Available data –
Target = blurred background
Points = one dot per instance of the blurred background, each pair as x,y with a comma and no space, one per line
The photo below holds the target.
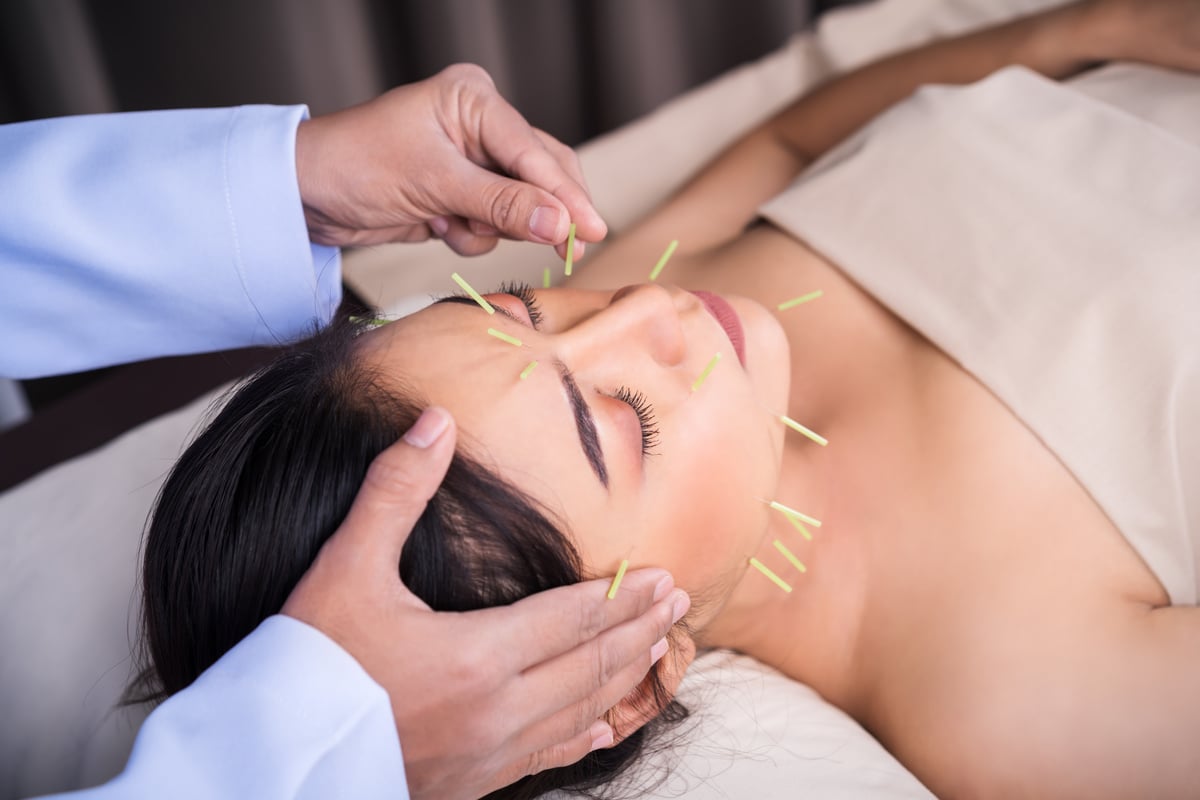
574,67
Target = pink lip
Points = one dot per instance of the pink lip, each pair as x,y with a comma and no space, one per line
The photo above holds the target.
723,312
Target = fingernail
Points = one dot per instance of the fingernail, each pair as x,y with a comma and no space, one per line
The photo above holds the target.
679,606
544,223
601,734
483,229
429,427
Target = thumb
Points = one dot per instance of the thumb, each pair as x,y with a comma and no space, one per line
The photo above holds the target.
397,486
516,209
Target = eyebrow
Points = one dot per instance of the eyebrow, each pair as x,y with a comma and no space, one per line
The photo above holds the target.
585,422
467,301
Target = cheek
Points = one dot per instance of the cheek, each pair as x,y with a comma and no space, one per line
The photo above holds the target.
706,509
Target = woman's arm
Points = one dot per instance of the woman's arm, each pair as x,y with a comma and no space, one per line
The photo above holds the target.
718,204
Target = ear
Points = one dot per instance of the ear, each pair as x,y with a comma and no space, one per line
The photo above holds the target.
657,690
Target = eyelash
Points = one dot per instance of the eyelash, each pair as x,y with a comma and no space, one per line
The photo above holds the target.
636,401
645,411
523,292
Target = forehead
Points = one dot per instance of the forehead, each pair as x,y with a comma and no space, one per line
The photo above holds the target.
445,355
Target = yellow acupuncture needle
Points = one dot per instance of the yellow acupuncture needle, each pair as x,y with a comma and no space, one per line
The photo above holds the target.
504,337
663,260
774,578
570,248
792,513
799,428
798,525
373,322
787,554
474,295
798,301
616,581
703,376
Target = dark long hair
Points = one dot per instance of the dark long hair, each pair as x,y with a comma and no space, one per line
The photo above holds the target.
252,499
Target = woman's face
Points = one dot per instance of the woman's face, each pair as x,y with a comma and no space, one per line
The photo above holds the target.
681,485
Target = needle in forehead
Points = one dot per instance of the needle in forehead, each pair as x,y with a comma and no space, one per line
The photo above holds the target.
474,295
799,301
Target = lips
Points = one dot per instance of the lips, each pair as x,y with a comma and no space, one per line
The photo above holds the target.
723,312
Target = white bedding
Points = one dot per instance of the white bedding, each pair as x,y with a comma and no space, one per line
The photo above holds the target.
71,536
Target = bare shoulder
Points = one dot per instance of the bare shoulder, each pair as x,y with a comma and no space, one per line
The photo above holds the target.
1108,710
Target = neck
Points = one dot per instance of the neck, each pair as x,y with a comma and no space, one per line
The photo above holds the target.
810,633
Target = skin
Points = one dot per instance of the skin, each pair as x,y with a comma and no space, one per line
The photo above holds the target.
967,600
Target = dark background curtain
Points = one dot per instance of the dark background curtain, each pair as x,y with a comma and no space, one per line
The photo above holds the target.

...

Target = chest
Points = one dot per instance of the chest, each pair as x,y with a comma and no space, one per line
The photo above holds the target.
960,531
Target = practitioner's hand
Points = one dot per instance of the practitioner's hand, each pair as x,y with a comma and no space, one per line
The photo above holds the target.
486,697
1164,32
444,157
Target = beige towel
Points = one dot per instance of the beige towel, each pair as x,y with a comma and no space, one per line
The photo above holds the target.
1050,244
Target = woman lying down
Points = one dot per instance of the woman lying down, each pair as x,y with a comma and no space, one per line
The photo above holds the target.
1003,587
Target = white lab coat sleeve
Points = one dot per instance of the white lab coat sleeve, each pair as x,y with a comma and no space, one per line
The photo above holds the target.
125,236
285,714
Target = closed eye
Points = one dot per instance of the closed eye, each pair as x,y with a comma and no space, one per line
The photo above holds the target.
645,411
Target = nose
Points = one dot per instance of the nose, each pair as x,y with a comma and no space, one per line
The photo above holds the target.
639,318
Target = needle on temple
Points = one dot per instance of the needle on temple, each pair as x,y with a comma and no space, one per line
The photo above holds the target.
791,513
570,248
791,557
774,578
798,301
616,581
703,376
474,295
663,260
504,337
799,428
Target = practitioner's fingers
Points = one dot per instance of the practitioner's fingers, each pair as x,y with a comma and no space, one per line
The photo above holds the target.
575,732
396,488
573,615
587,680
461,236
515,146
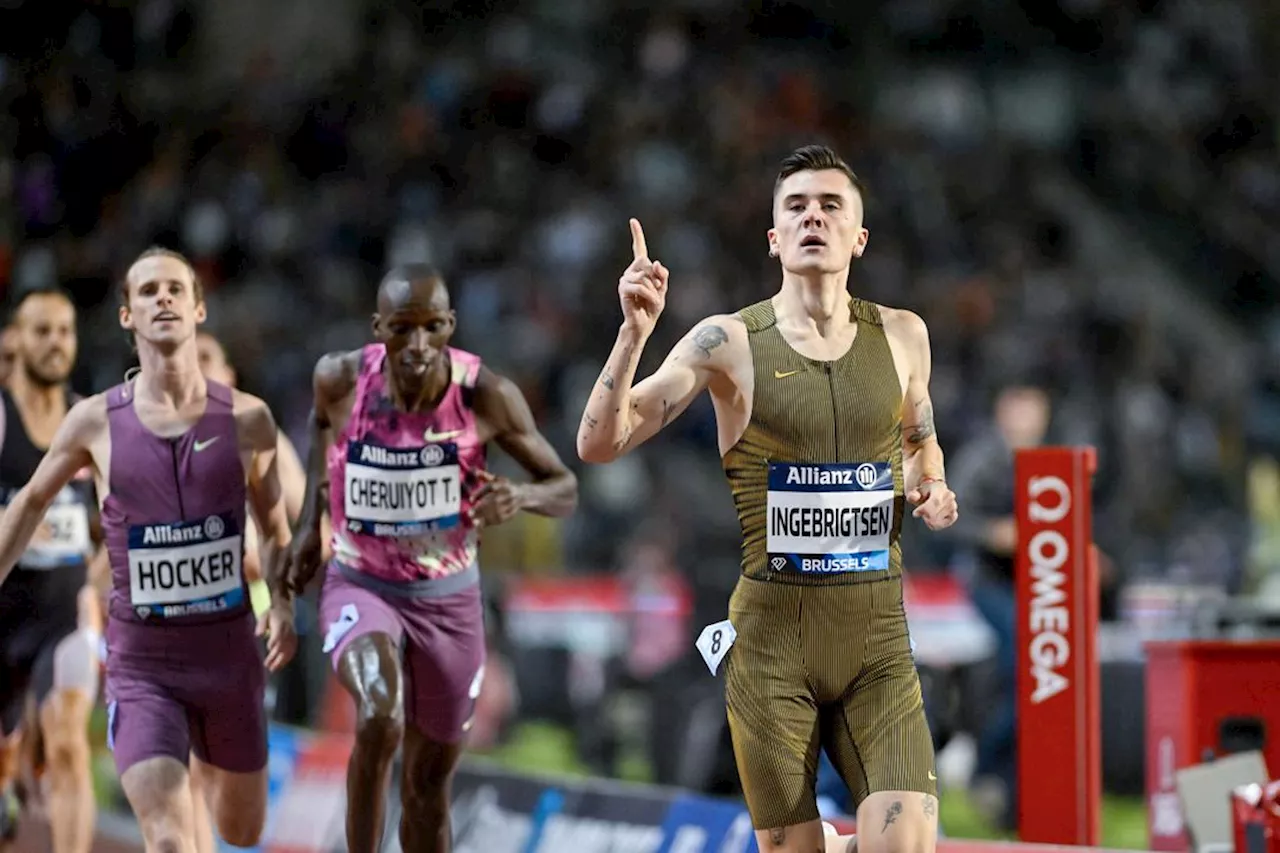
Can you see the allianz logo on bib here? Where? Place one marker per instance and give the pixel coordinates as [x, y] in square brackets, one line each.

Your assignment – Read through the entries, then copy every line where the string "towel" is found.

Answer below –
Target = beige towel
Points = one dot per instance of the beige towel, each pair as x,y with a comma and no space, one per line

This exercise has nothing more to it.